[Source document]:
##########

Using some of your examples, I would say that I am "passionate" about Dilbert (I have many strips pinned to my bulletin board at work) but not the Dilbert TV show (Dilebert's voice in the show didn't match the Dilbert voice in my head) and Get Fuzzy by the same token. I'm also passionate about golf. (Dilbert would want to kill me.)
Thanks for clarifying it for me.
Posted by: Mr. Wampus | October 12, 2006 at 12:05 PM
Scott,
You are in good company. Edison said "I have not failed. I've just found 10,000 ways that won't work." and "Many of life's failures are people who did not relaize how close they were to success when they gave up."
So going one for ten might get you sent to the minor leagues in baseball, in life that's pretty darn good where timing is everything.
Posted by: Midnight Skulker | October 12, 2006 at 11:50 AM
well---if you invest $1000 and suddenly the investment is worth millions, sell and quit now! Of course, it's usually not that obvious.
if everybody likes it it will fail---anything "watered down" enough for everybody is going to be (to switch metaphors) lukewarm. I bet everybody in some focus group "liked" the Muzak, after all....
true story from work: the central Muzak system could not be shut off in individual cube farms. So...people in various areas pulled the wires from the speakers. Those speakers were also connected to the fire alarm system. Several fire drills were performed in the same month and several areas did not evacuate because they did not hear the fire alarm. Speakers were thus reconnected as fire drills flushed out the non-working ones, and the Muzak was back on, and people yanked the wires again. Finally, after several iterations of this, someone got the bright idea to get rid of the Muzak! Problem solved and the fire alarms work now.
Posted by: Todd | October 12, 2006 at 11:50 AM
Well, Im not sure what monkey language would be for that but here it is in squirrel language:
Squeak squeak squawk sqeakity-sqawck squeaker.
Squwkity-squeek squawking squeaking squawk.
Squeakily squeaking squawk sqeakity-sqawk squeaker.
Squawkity-squeak squawkin squeakin squawk.
Squeakity squeakin squawk sqeakity-sqawk squeaker.
Squawkity-squeak squawkin squeakin squawk.
Squawk.
Posted by: jimbot | October 12, 2006 at 11:36 AM
BTW, thanks for bringing Loud Howard back :)
His hair looks different though. I thought it was brown before.
Posted by: carrie | October 12, 2006 at 11:35 AM
I think that's very insightful. Thanks Scott.
Reading the comments on your blog also make me feel better about myself. I realized I'm not all anal like those people complaining about your math skills and totally missing the point you're making. I'm also not commentting on this blog solely to promote my own blog and I'm not still stuck on the free will thing.
I loved the TV show too. Maybe you could put it on DVD and pull a Family Guy to get it back on the air.

##########

[Stored data]:

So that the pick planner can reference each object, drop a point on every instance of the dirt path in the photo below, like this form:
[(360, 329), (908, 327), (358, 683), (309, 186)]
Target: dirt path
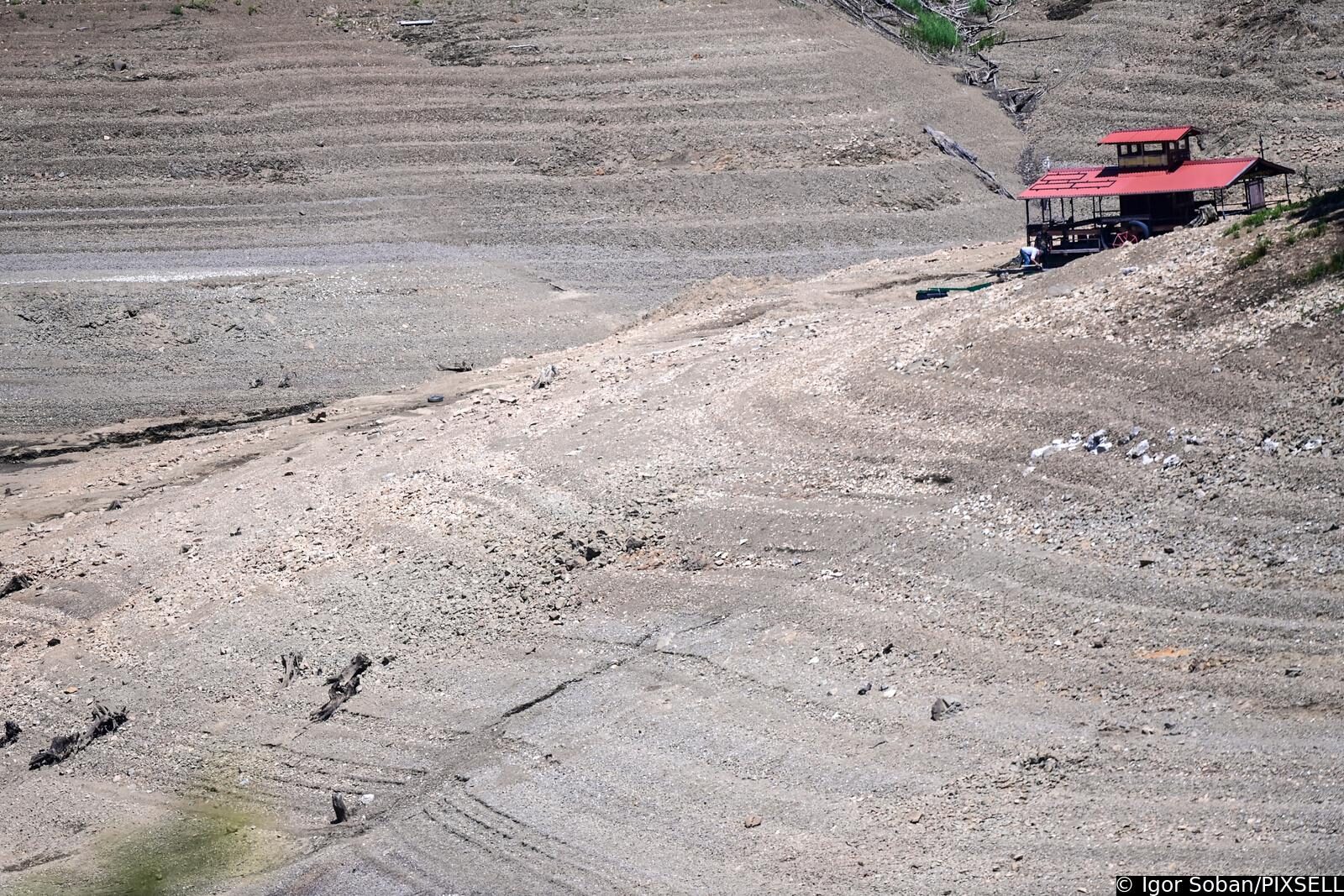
[(675, 622), (198, 202)]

##########

[Required action 1]: In the blog comments, why did several areas fail to evacuate during the fire drills? Answer in one to three sentences.
[Required action 2]: Extend the blog comments past their final sentence.
Nothing in the listing is needed here.

[Exercise output 1]: People had pulled the wires from the Muzak speakers, and those speakers were also connected to the fire alarm system. As a result, those areas did not hear the fire alarm during the drills.

[Exercise output 2]:
Posted by: carrie | October 12, 2006 at 11:33 AM
I've bought lots of your books and I love the comic strips. I also loved the Dilbert TV show. And so did all my family. We must have watched every episode broadcast at least five times, and then we bought the DVDs. But on the other hand the rest of my family usually don't get the comic strips, and I have to explain why they are funny.
Not sure if this means anything, but the humour somehow didn't transfer directly to TV; it was subtly changed in the process. And it probably also means that my family are wierd, but in a good way.
Posted by: Paul Dove | October 12, 2006 at 11:20 AM
Scott,
Yes I think its very true that passion is everything.
Just look at Apple computers. They have been able to make billions out of 2% of the market. The iPod is now the defacto "It" accessory for college age young adults.
Steve Jobs understands this very well. Enthusiasm is catchy.
When College students say that an iPod is more important than beer, that says it all.
Yay Apple!
Yay Scott!
Yay Dilbert!
OK is that too much?
Posted by: jimbot | October 12, 2006 at 11:19 AM
By this theory, Arrested Development should have succeeded, and bland but generally agreeable shows like King of Queens would have failed.
Too bad.
Posted by: chris m | October 12, 2006 at 11:15 AM
Alas, a hard core of fanatics can also fail to save a great product, like the show Firefly.
Posted by: wingnutx | October 12, 2006 at 11:13 AM
I'm not sure your theory works when applied to TV shows. Look at TV shows like "Arrested Devlopment" or "Andy Richter Controls the Universe;" ultimately, networks want ratings, and those passionate few are not going to be enough to keep a show on the air for long.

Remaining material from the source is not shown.